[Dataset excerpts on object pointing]
**********

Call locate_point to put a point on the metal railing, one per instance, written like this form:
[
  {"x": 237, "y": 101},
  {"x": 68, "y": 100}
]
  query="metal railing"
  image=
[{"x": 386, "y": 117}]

**********

▸ **Objective**:
Rewrite the entries with every "metal railing" changed to "wooden fence" and nothing else altered.

▸ **Written solution**:
Call locate_point to put a point on the wooden fence, one per instance, written like this form:
[
  {"x": 237, "y": 101},
  {"x": 68, "y": 100}
]
  query="wooden fence"
  image=
[{"x": 386, "y": 117}]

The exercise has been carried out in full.